WRITTEN PROBLEM A –
Answer these questions from the passage below about living in Berkeley:
(i) What was the dog's name?
(ii) What job did Skip do at Kellogg?
(iii) Who led the Revolutionary Youth Movement?

PASSAGE TO READ –
At one point that summer we went to San Francisco to stay with my friend Patty and her family. They were on their way to Yosemite for a week, so we went with them. Isn’t that weird? There was my flip remark in Wenatchee, “Oh what’s the worst thing that could happen? We’re going to have to leave Wenatchee and go spend the summer at Yosemite” and that’s exactly what we did! We didn’t stay the whole summer though.

We wanted to live in Berkeley so when Skip saw an ad in the Berkeley Barb (one of the radical rags) for “Husband and wife with 14 month old daughter and dog, wants to share house with SAME”.  We answered and moved in, bringing our dog, Louise.

The house was near the new, People’s Park Annex.  We spent a lot of time there, and the husband, Jerry, who we shared the house with, and I built a playhouse in the park for all the children to use. That was a fun project.  That summer the United States landed the first people on the moon.

For the next two years we remained immersed in leftwing politics, including joining a working class organizing collective.  It was a branch of SDS, called the Revolutionary Youth Movement (RYM), lead by Bob Avakian. It was based on what Marx called “Point of Production Organizing.” Half the members worked in factories in the Bay Area, so Skip went to work for Kellogg, putting the raisins in the Raisin Bran. We had this lovely person, Mrs. Ting who took care of Cere for a couple hours in her preschool while I went out to do political organizing, and “consciousness raising.”

Meanwhile the Vietnam War was still going on, and so was the war against the Black Panther Party. Huey Newton had been arrested, and we were marching to “Free Huey.”We were talking to high school students about both wars. We were trying to bring new information about our government’s policies and actions, with the goal of changing people’s minds.  We attended marches and created educational programs.  We studied and debated “what was the politically correct action to take?”

WRITTEN PROBLEM B –
Count the lines in the records below that contain the string "finial", with case counting. Reply with the number alone.

INFORMATION SHOWN –
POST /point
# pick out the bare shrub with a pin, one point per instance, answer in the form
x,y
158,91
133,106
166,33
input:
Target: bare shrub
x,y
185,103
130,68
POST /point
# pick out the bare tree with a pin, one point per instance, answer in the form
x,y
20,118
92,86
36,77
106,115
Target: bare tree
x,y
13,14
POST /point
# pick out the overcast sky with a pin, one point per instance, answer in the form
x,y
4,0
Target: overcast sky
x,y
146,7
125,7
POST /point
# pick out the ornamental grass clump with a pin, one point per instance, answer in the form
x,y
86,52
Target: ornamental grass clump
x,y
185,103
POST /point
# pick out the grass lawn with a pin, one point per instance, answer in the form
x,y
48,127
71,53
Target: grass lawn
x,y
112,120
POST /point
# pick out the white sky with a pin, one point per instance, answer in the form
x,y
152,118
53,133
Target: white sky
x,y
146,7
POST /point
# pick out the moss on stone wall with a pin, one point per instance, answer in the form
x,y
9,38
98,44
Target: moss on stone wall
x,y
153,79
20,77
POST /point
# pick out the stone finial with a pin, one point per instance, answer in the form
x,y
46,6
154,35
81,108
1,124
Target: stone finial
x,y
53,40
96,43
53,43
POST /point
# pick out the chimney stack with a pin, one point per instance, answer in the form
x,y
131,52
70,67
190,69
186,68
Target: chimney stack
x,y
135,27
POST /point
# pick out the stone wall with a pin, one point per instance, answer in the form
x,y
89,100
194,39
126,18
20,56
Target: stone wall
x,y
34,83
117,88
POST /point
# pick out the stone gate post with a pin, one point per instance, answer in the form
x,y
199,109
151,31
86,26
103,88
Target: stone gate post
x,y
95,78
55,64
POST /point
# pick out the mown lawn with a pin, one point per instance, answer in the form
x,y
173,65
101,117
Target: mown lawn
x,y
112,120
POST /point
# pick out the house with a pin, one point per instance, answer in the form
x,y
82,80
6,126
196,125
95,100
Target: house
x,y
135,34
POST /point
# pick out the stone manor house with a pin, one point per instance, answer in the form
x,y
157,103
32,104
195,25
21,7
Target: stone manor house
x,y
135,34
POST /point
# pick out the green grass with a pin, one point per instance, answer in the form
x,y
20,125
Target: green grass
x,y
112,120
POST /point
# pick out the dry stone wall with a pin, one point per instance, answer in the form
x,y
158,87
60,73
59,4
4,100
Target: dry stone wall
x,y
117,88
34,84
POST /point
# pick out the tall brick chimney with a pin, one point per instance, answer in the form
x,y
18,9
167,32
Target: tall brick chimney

WRITTEN RESPONSE A –
(i) Louise
(ii) Putting the raisins in the Raisin Bran
(iii) Bob Avakian

WRITTEN RESPONSE B –
2